— TEXT —
##########

# Rare Patek Philippe Stolen!



## jaberman

My house was recently robbed and a rarePatek Philippe was stolen! This is the watch http://i.imgur.com/DGLhO.jpg

I know this watch is worth a lot of money, it was also insured. I probably can get the serial number if it is needed. I really don't know anything about watches, but I figure something rare like this will help us track down the burglar.

Any help would be greatly appreciated.


----------



## Marcus_Leonardo

You don't know anything about watches yet you have a Patek Philippe? Sounds to me like you never owned it in the first place and you're trying to get a nice watch cheaply... Why not try the honest way and save up money for a bit, and then buy it.


----------



## StanThe Man

Sorry for your loss,hope it's found.Thief's taste is impeccable !!


----------



## jaberman

Marcus_Leonardo said:


> You don't know anything about watches yet you have a Patek Philippe? Sounds to me like you never owned it in the first place and you're trying to get a nice watch cheaply... Why not try the honest way and save up money for a bit, and then buy it.


Seriously don't be an ass hole. It's my dad's watch not mine. He worked a lot to be able to buy this watch and it means a lot to him. It was stolen from our house and was trying to help him recover it.


----------



## portauto

Marcus_Leonardo said:


> You don't know anything about watches yet you have a Patek Philippe? Sounds to me like you never owned it in the first place and you're trying to get a nice watch cheaply... Why not try the honest way and save up money for a bit, and then buy it.


That really wasn't warranted..

To the OP, best of luck in recovering your father's watch

Kindest Regards,
Portauto


----------



## at2011

Hopefully the burglar gets caught and the watch gets recovered. Best of luck!

##########

— DATASET CONTENT —
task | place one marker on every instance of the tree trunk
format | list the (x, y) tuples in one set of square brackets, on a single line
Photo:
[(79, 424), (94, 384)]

##########

— TASK REQUIREMENTS —
1. In the stolen-watch thread, who does jaberman say actually owns the watch?
2. Carry on the stolen-watch thread from its final post.
The data above bear no relation to the stolen-watch thread.

— ANSWERS TO THE EXERCISES —
1. jaberman's dad owns the watch.

2.
Sent from my HTC_Amaze_4G using Tapatalk 2


----------



## JonnyD3487

Post the serial number in the thread title.

https://www.watchuseek.com/f90/tip-...n-shop-owner-who-uses-please-read-769650.html


----------



## teatimecrumpet

Marcus_Leonardo said:


> You don't know anything about watches yet you have a Patek Philippe? Sounds to me like you never owned it in the first place and you're trying to get a nice watch cheaply... Why not try the honest way and save up money for a bit, and then buy it.


This is why I hate Australia.

GL to OP. not that it is the best but at least it is insured.


----------



## pjw

tragic


----------



## Amnaggar

teatimecrumpet said:


> This is why I hate Australia.
> 
> GL to OP. not that it is the best but at least it is insured.


Hi there, I find your comment on Australia interesting... I was a member on the Rolex Forum and another member once found me "advertising" that I was looking for a Pam382 Bronzo and so he said he bought one of a UK dealer and he'd sell it on to me.. to cut to story short.. I was scammed! I immediately wanted to share the story on the forum and warn others... What happened was that the admin suddenly started sending me threats that I should stop this story and that it's fishy and that I'll be banned from the forum ) and he did!!!

Sent from my iPad using Tapatalk


----------



## Amnaggar

teatimecrumpet said:


> This is why I hate Australia.
> 
> GL to OP. not that it is the best but at least it is insured.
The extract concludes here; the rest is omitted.